_Extracted records_
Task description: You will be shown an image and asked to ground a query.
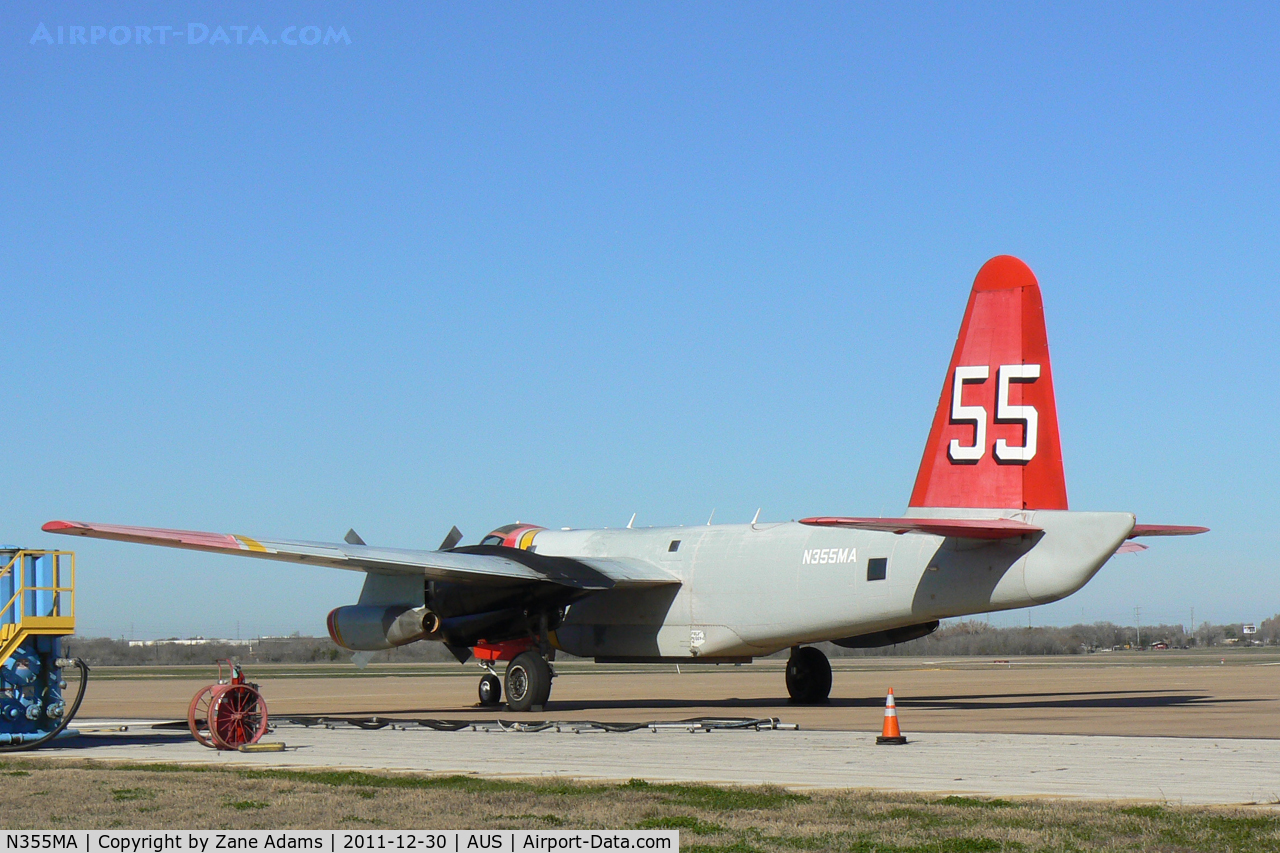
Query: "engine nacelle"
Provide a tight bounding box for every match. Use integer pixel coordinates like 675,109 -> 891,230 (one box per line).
325,605 -> 440,652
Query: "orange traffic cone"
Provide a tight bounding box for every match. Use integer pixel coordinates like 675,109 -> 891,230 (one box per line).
876,688 -> 906,744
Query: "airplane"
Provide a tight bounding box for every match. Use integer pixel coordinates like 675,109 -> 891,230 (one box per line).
44,255 -> 1207,711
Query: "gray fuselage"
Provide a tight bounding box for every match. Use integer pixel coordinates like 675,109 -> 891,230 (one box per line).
532,508 -> 1134,660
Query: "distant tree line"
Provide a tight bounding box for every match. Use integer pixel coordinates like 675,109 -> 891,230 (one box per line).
63,613 -> 1280,666
823,615 -> 1280,657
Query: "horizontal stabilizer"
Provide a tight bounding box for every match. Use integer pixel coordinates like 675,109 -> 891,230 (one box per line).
1128,524 -> 1208,539
800,516 -> 1042,539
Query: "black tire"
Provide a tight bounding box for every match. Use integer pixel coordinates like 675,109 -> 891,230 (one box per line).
787,646 -> 831,704
480,672 -> 502,706
507,652 -> 552,711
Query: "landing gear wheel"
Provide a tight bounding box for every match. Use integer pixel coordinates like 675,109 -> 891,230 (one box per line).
507,652 -> 552,711
480,672 -> 502,706
787,646 -> 831,704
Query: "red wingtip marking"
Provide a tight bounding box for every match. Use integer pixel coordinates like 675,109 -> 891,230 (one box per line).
40,521 -> 83,533
1129,524 -> 1208,539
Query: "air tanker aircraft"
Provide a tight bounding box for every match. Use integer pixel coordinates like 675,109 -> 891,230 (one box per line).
44,255 -> 1206,711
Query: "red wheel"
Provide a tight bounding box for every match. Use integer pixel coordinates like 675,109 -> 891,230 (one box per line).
209,684 -> 266,749
187,684 -> 216,749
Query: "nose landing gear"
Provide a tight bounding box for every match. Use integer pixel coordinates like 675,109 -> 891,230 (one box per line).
480,666 -> 502,708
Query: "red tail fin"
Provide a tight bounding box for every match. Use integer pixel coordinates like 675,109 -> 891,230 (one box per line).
911,255 -> 1066,510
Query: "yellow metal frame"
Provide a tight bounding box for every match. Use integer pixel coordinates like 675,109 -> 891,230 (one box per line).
0,551 -> 76,661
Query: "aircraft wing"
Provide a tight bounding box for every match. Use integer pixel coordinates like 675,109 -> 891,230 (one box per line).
42,521 -> 680,589
1126,524 -> 1208,539
800,516 -> 1043,539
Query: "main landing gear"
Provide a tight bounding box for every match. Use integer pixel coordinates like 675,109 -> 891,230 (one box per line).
507,649 -> 552,711
787,646 -> 831,704
479,647 -> 556,711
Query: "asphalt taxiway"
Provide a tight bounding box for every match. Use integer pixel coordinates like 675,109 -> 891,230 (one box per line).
30,654 -> 1280,804
41,721 -> 1280,806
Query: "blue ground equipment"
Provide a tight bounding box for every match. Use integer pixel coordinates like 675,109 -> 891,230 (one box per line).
0,547 -> 88,752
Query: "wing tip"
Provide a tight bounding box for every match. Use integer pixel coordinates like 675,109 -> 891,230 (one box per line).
40,521 -> 84,533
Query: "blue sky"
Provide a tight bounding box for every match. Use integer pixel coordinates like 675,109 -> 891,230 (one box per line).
0,1 -> 1280,638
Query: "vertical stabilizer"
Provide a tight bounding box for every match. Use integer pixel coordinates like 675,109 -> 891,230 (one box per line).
910,255 -> 1066,510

_Exercise_
Swap "airplane" for "aircraft" in the stretch from the start of the records through the line containing "532,508 -> 1134,660", and give those lines again with everything else unchanged. Leave the pictures out.

_Finished task_
Task description: You will be shown an image and asked to ground a query.
Query: "engine nacelle"
Provide a tight bounding box for every match. Use integer pixel coordinates like 675,109 -> 891,230 (one box per line).
325,605 -> 440,652
Query: "orange traffic cone"
Provide a tight bounding box for every match. Use integer pixel coordinates like 675,109 -> 891,230 (one box per line).
876,688 -> 906,744
Query: "aircraft"
Provide a tight bounding box for every match. Use integer pixel coordinates like 675,109 -> 891,230 (one box per line).
44,255 -> 1207,711
Query: "gray fuselage"
Provide a tight bounding box for every match. Use integer pixel coordinates like 675,109 -> 891,230 (one box per line).
532,508 -> 1134,660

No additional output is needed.